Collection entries
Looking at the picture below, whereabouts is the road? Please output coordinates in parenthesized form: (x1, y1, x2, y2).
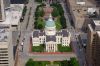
(61, 1, 87, 66)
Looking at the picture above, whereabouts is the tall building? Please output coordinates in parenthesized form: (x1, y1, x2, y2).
(0, 0, 24, 66)
(86, 19, 100, 66)
(3, 0, 10, 9)
(32, 14, 71, 52)
(0, 0, 5, 21)
(0, 0, 10, 21)
(66, 0, 97, 30)
(0, 27, 14, 66)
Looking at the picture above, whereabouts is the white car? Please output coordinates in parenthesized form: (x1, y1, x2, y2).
(21, 42, 24, 46)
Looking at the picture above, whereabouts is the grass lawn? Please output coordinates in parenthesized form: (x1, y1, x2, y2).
(33, 61, 50, 66)
(26, 58, 79, 66)
(58, 44, 72, 52)
(54, 58, 79, 66)
(32, 44, 45, 52)
(26, 59, 50, 66)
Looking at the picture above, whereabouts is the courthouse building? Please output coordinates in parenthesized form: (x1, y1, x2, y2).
(32, 14, 71, 52)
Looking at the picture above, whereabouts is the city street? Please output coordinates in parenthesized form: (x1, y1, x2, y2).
(61, 1, 86, 66)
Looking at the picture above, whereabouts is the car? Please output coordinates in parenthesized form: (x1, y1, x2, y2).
(21, 42, 24, 46)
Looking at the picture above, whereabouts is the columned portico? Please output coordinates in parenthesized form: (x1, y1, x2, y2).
(46, 43, 57, 52)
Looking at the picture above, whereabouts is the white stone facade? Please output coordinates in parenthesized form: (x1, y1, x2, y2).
(32, 15, 71, 52)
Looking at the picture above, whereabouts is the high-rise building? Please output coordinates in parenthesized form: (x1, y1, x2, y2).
(0, 27, 14, 66)
(86, 19, 100, 66)
(0, 0, 24, 66)
(3, 0, 10, 9)
(66, 0, 97, 30)
(0, 0, 5, 21)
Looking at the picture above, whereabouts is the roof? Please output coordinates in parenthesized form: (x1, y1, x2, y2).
(68, 0, 96, 28)
(11, 0, 25, 4)
(33, 30, 39, 38)
(0, 28, 8, 42)
(93, 20, 100, 26)
(46, 36, 56, 42)
(62, 29, 68, 37)
(0, 2, 2, 20)
(0, 4, 24, 25)
(45, 14, 55, 27)
(39, 30, 45, 36)
(97, 31, 100, 37)
(56, 31, 61, 36)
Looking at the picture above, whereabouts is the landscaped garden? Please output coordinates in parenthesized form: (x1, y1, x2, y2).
(34, 3, 67, 30)
(58, 44, 72, 52)
(50, 3, 67, 29)
(34, 3, 45, 29)
(26, 59, 50, 66)
(32, 44, 45, 52)
(26, 58, 79, 66)
(54, 58, 79, 66)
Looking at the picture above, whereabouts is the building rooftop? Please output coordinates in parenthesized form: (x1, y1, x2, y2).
(62, 29, 69, 37)
(0, 2, 2, 20)
(0, 28, 9, 42)
(46, 36, 56, 42)
(93, 20, 100, 26)
(68, 0, 97, 28)
(0, 42, 8, 48)
(11, 0, 25, 4)
(97, 31, 100, 37)
(33, 30, 39, 38)
(0, 4, 24, 25)
(39, 30, 45, 36)
(45, 14, 55, 27)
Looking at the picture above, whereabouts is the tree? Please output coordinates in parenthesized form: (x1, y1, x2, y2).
(60, 16, 67, 29)
(35, 0, 43, 3)
(26, 59, 34, 66)
(52, 7, 59, 17)
(36, 18, 45, 29)
(50, 3, 64, 16)
(61, 60, 68, 66)
(70, 58, 79, 66)
(38, 24, 43, 29)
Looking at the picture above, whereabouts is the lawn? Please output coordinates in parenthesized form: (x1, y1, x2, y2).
(26, 58, 79, 66)
(58, 44, 72, 52)
(32, 44, 45, 52)
(54, 58, 79, 66)
(26, 59, 50, 66)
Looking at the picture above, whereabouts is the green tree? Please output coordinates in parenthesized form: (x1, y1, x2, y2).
(55, 17, 62, 30)
(61, 60, 68, 66)
(70, 58, 79, 66)
(35, 0, 43, 3)
(38, 24, 43, 29)
(26, 59, 34, 66)
(60, 16, 67, 29)
(52, 7, 59, 17)
(50, 3, 64, 16)
(37, 18, 45, 29)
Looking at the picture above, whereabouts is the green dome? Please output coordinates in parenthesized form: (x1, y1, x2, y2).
(45, 15, 55, 27)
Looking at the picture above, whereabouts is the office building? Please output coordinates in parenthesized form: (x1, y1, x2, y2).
(86, 19, 100, 66)
(0, 27, 14, 66)
(66, 0, 97, 30)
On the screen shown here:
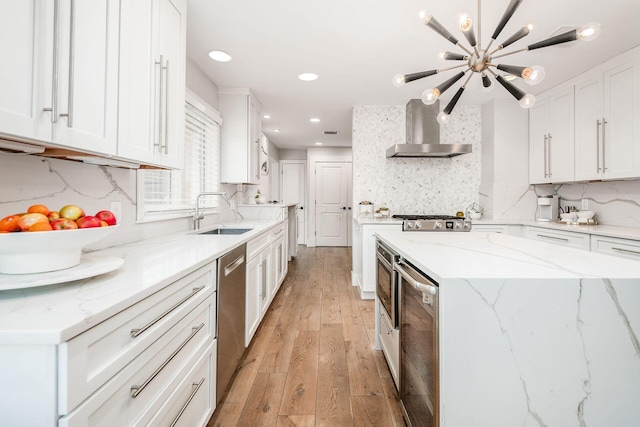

__Task requirements__. The response consists of the data above printed line for line, with no pictures.

__Response__.
Looking at the picture below, whereabouts is the road? Please output coordinates in parenthesized form: (x1, y1, x2, y2).
(61, 1, 87, 66)
Looking at the picture above, whereabouts is the tall building? Please output coordinates in parenthesized form: (x1, y1, x2, y2).
(0, 0, 24, 66)
(86, 19, 100, 66)
(3, 0, 10, 9)
(32, 14, 71, 52)
(0, 0, 5, 21)
(0, 0, 10, 21)
(66, 0, 97, 30)
(0, 27, 14, 66)
Looking at the picture above, whereabouts is the white car? Please output coordinates in parenthesized form: (x1, y1, x2, y2).
(21, 42, 24, 46)
Looking at the picture above, whereabouts is the grass lawn? Please output coordinates in parenthesized form: (x1, y1, x2, y2).
(33, 61, 50, 66)
(26, 58, 79, 66)
(58, 44, 72, 52)
(54, 58, 79, 66)
(32, 44, 45, 52)
(26, 59, 50, 66)
Looking at the picture above, whereabouts is the courthouse building? Please output coordinates in parenthesized form: (x1, y1, x2, y2).
(32, 14, 71, 52)
Looking at the picture above, whereabouts is the city street? Please output coordinates in parenthesized form: (x1, y1, x2, y2).
(61, 1, 86, 66)
Looking at the picture above, whereabouts is the car? Please output coordinates in parenthesized form: (x1, y1, x2, y2).
(21, 42, 24, 46)
Looking at the picture above, whereabouts is the columned portico? Please output coordinates in parenthesized form: (x1, y1, x2, y2).
(46, 43, 57, 52)
Looking at the picture above, whereabouts is the white stone facade? Please output coordinates in parenthesized form: (x1, y1, x2, y2).
(32, 15, 71, 52)
Looking at the picture above, whereabouts is the high-rise building? Please output coordinates in parenthesized form: (x1, y1, x2, y2).
(0, 27, 14, 66)
(86, 19, 100, 66)
(0, 0, 24, 66)
(3, 0, 10, 9)
(66, 0, 97, 30)
(0, 0, 5, 21)
Looking at the picture above, whereabouts is the roof? Please output coordinates in parenthesized form: (x1, y1, x2, y2).
(68, 0, 96, 28)
(11, 0, 25, 4)
(33, 30, 39, 38)
(0, 28, 8, 42)
(93, 20, 100, 26)
(46, 36, 56, 42)
(62, 29, 68, 37)
(0, 2, 2, 20)
(0, 4, 24, 25)
(45, 14, 55, 27)
(39, 30, 45, 36)
(97, 31, 100, 37)
(56, 31, 61, 36)
Looking at the picture above, whereabouts is the landscaped garden? Please output coordinates in parenthesized form: (x1, y1, x2, y2).
(34, 3, 67, 30)
(58, 44, 72, 52)
(50, 3, 67, 29)
(34, 3, 45, 29)
(26, 59, 50, 66)
(32, 44, 45, 52)
(26, 58, 79, 66)
(54, 58, 79, 66)
Looking at the picture above, whereabouts is the building rooftop? Please output coordinates in parenthesized form: (x1, y1, x2, y2).
(62, 29, 69, 37)
(0, 2, 2, 20)
(0, 28, 9, 42)
(46, 36, 56, 42)
(93, 20, 100, 26)
(68, 0, 97, 28)
(0, 42, 8, 48)
(11, 0, 25, 4)
(97, 31, 100, 37)
(33, 30, 39, 38)
(0, 4, 24, 25)
(39, 30, 45, 36)
(45, 14, 55, 27)
Looking at the picture above, whereabouts is the tree? Please output coordinates in parenthesized form: (x1, y1, x2, y2).
(60, 16, 67, 29)
(35, 0, 43, 3)
(26, 59, 34, 66)
(52, 7, 59, 17)
(36, 18, 45, 29)
(50, 3, 64, 16)
(61, 60, 68, 66)
(70, 58, 79, 66)
(38, 24, 43, 29)
Looking at the picture above, whereabouts is the lawn? Please output coordinates in parenthesized form: (x1, y1, x2, y2).
(26, 58, 79, 66)
(58, 44, 72, 52)
(32, 44, 45, 52)
(54, 58, 79, 66)
(26, 59, 50, 66)
Looking at the picture above, whereabouts is the green tree? Please output coordinates in parenthesized form: (x1, y1, x2, y2).
(55, 17, 62, 30)
(61, 60, 68, 66)
(70, 58, 79, 66)
(35, 0, 43, 3)
(38, 24, 43, 29)
(26, 59, 34, 66)
(60, 16, 67, 29)
(52, 7, 59, 17)
(50, 3, 64, 16)
(37, 18, 45, 29)
Looking at the picture above, whereabouts is the green dome? Please output coordinates in parenthesized form: (x1, y1, x2, y2).
(45, 15, 55, 27)
Looking at the picture above, whereabouts is the office building? Please output coordinates in parenthesized form: (x1, y1, x2, y2).
(86, 19, 100, 66)
(0, 27, 14, 66)
(66, 0, 97, 30)
On the screen shown here:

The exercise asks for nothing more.